* EXERCISE INSTRUCTIONS
Scan the records below and report how many lines include the string "engine"; the number alone will do.

Start of LISTED RECORDS

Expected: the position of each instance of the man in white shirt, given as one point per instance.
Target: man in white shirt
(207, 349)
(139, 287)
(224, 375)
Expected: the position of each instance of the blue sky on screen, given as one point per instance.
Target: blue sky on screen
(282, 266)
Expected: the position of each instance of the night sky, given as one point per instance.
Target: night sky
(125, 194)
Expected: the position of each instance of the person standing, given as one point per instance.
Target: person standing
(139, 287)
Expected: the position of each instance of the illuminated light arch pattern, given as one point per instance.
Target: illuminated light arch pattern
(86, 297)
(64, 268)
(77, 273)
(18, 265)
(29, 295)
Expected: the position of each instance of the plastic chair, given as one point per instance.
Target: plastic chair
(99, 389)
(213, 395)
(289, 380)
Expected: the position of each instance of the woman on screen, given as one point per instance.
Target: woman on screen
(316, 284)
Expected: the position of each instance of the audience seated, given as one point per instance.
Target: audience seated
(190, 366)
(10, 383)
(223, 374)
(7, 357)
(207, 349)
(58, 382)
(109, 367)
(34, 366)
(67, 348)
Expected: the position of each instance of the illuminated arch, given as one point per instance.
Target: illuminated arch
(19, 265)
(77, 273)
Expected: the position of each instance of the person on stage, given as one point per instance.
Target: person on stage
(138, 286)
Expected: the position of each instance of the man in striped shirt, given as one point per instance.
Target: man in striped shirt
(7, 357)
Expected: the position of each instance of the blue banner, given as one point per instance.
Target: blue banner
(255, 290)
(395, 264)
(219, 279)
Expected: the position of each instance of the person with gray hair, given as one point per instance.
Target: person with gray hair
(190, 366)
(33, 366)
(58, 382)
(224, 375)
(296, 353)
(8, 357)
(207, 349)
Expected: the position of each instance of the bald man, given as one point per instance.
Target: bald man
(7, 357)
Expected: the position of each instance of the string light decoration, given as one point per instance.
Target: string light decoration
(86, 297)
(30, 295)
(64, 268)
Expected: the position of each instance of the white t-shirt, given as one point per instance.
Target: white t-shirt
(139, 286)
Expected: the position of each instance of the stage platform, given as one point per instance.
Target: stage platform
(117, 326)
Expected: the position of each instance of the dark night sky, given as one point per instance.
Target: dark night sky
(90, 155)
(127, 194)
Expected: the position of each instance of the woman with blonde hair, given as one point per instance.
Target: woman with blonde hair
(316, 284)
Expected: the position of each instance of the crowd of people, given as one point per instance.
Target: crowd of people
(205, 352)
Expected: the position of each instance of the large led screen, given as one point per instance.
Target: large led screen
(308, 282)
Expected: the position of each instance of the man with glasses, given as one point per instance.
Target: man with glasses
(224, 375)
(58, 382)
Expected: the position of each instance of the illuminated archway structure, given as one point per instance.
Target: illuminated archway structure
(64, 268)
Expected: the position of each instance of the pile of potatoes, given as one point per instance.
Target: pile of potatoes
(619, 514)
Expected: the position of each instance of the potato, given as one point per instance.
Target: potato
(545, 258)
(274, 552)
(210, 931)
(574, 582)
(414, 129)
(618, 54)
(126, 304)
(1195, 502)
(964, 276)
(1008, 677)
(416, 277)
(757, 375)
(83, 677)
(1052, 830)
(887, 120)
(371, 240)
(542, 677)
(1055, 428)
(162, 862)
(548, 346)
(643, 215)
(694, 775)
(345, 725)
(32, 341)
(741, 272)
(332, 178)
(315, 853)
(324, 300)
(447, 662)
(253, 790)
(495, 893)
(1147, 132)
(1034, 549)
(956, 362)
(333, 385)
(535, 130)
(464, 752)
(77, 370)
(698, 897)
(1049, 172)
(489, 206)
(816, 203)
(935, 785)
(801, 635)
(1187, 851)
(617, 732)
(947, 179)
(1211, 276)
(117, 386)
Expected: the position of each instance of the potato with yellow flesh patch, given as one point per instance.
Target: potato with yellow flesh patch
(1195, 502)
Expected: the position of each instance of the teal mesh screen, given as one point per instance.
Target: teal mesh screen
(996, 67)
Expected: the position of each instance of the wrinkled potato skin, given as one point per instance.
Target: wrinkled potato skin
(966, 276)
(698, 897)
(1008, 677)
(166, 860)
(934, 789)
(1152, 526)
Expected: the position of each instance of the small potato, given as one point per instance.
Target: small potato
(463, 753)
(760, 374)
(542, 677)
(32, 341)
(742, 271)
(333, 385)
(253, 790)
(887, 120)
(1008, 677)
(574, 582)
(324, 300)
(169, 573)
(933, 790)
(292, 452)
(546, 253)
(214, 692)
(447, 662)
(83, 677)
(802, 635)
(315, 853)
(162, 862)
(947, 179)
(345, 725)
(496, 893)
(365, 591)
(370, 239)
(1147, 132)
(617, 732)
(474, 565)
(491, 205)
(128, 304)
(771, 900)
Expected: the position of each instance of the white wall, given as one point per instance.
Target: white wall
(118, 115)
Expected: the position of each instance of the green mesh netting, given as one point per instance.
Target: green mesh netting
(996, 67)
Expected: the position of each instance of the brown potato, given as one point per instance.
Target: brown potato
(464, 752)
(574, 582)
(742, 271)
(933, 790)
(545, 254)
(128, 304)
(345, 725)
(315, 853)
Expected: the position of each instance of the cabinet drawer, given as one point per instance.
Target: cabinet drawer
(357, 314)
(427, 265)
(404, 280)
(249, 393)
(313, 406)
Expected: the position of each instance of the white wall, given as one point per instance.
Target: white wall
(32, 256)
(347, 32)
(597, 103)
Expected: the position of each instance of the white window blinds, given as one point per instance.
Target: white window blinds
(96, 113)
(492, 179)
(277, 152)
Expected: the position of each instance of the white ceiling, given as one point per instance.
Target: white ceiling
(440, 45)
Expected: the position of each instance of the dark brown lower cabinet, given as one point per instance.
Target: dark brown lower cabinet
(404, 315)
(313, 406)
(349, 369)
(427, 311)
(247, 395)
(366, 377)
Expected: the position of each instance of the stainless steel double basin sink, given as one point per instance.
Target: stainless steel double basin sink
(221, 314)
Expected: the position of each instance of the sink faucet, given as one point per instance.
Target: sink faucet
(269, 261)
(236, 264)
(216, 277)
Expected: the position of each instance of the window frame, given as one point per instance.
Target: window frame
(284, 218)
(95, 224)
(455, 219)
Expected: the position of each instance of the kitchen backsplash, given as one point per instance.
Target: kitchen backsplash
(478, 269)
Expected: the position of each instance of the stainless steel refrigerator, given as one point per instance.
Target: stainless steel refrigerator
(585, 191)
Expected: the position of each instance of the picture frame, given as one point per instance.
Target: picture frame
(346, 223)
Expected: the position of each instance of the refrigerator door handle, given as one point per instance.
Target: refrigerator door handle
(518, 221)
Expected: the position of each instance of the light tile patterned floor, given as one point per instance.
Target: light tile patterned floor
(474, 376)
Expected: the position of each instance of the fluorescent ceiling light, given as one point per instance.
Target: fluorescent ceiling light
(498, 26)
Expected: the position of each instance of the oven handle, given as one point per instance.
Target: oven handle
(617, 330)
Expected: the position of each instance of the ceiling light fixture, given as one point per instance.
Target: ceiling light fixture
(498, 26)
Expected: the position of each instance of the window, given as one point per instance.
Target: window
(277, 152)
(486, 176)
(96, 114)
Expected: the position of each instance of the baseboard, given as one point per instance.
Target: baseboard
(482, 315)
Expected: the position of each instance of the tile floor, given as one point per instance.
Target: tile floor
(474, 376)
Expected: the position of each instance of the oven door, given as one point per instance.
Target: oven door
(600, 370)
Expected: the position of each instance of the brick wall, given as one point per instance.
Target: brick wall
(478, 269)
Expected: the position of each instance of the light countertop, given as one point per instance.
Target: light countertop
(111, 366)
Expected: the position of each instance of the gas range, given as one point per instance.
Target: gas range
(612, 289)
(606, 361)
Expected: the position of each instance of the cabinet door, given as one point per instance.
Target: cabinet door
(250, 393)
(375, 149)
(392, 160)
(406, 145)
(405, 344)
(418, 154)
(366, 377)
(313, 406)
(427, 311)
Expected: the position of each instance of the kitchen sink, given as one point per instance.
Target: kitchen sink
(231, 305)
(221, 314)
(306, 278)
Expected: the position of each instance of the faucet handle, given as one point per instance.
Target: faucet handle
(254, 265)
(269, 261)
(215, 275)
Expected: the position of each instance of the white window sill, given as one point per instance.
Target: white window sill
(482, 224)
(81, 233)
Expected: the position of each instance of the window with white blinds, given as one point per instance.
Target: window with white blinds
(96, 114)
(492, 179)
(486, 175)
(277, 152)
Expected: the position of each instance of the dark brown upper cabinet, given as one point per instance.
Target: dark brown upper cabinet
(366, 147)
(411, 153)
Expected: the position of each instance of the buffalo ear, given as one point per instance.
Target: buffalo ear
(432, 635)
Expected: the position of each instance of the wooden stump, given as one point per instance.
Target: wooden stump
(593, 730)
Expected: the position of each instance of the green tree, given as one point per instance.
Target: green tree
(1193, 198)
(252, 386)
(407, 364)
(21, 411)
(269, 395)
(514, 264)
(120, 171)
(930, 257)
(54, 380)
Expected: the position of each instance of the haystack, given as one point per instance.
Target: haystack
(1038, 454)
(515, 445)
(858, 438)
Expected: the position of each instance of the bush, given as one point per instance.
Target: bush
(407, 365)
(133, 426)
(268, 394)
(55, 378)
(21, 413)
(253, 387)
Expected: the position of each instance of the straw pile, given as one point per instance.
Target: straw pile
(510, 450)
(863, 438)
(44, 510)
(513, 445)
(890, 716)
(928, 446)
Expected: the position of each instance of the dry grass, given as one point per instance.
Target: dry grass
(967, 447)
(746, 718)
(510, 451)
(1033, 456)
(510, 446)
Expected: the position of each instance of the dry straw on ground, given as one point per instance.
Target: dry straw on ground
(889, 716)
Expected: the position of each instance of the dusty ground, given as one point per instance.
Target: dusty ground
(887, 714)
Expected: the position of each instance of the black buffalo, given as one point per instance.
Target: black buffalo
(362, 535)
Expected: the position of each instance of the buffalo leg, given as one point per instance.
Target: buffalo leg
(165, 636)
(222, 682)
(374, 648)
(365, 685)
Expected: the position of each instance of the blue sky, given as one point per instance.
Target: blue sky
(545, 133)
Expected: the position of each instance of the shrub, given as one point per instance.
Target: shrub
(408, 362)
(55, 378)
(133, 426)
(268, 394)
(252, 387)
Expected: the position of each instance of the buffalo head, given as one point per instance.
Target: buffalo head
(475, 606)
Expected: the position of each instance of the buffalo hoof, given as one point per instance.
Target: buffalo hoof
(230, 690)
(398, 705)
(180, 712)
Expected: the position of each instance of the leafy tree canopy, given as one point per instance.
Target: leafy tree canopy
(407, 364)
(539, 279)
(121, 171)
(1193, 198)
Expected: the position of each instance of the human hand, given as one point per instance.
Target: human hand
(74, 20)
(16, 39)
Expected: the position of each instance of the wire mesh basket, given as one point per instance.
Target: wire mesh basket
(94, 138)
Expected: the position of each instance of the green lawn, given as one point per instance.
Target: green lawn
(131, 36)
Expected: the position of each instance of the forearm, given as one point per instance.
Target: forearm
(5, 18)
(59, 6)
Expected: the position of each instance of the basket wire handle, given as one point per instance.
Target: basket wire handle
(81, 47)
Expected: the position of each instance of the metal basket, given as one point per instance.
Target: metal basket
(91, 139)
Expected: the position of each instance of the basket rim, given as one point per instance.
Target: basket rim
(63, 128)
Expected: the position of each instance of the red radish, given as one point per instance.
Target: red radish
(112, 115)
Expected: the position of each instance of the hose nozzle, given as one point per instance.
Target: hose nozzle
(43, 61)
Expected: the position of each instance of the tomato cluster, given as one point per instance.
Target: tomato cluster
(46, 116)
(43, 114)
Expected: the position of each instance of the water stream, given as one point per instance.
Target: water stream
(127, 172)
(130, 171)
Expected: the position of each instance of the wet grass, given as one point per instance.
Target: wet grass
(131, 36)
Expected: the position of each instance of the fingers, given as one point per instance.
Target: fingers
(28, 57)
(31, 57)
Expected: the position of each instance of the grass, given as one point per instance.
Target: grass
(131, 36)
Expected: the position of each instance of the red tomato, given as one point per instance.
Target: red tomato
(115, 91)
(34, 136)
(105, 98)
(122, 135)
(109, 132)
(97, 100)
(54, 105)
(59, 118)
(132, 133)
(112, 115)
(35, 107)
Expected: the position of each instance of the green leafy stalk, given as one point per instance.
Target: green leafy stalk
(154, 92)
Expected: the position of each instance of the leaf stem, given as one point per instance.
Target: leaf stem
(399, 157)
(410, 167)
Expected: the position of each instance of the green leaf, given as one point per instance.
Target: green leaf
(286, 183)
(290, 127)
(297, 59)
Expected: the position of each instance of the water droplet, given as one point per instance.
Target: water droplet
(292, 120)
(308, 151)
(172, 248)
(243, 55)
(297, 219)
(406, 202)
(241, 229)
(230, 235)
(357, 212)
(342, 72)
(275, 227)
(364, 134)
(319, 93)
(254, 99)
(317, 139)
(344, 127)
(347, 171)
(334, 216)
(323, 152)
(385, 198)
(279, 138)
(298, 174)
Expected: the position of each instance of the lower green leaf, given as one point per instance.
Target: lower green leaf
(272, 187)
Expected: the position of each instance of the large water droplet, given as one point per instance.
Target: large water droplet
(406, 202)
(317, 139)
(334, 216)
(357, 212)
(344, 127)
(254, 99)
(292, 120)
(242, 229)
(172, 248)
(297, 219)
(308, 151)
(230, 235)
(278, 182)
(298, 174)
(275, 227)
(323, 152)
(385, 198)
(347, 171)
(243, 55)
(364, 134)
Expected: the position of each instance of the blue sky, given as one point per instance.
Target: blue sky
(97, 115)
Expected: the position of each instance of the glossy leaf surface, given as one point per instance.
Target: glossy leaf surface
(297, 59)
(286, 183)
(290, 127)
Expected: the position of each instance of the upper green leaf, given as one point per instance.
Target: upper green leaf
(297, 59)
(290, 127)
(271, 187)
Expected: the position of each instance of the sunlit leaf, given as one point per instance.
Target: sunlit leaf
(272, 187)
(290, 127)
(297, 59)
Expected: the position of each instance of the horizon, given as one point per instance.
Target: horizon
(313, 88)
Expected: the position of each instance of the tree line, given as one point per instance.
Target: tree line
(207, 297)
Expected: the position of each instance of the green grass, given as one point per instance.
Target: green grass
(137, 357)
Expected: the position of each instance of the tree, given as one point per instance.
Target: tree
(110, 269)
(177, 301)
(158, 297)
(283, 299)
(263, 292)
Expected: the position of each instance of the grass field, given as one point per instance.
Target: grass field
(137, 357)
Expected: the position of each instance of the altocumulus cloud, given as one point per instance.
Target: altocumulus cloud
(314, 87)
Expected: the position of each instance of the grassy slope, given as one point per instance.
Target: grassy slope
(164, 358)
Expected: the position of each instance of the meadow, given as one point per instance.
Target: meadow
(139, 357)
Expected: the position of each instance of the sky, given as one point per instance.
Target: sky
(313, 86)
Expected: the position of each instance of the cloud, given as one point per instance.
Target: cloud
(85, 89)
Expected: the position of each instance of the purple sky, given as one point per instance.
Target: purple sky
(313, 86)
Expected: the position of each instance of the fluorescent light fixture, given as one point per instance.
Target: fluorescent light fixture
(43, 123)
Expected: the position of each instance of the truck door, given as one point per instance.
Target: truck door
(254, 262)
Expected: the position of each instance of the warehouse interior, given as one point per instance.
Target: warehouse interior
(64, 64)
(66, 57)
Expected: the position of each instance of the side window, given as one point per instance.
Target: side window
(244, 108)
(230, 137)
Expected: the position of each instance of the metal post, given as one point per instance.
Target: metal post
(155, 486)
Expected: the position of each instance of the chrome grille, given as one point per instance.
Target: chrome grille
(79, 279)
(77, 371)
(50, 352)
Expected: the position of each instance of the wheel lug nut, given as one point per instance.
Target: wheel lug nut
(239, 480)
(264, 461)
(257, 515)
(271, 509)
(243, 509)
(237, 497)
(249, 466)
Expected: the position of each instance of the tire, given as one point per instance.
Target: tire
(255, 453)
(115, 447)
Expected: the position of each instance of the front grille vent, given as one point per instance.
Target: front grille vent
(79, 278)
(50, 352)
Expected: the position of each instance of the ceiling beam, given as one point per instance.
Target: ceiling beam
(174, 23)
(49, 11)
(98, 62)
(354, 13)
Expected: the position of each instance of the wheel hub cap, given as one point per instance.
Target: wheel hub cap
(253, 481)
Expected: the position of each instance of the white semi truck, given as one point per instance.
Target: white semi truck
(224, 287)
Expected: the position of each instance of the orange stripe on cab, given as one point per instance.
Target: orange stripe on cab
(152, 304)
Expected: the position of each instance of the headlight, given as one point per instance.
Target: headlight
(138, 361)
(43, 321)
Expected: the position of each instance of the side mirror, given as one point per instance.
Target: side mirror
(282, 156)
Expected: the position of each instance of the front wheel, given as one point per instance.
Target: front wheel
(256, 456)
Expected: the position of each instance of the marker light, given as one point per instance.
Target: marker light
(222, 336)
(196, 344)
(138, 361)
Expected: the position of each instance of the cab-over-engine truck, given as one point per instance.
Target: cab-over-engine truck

End of LISTED RECORDS

* FINISHED TASK
2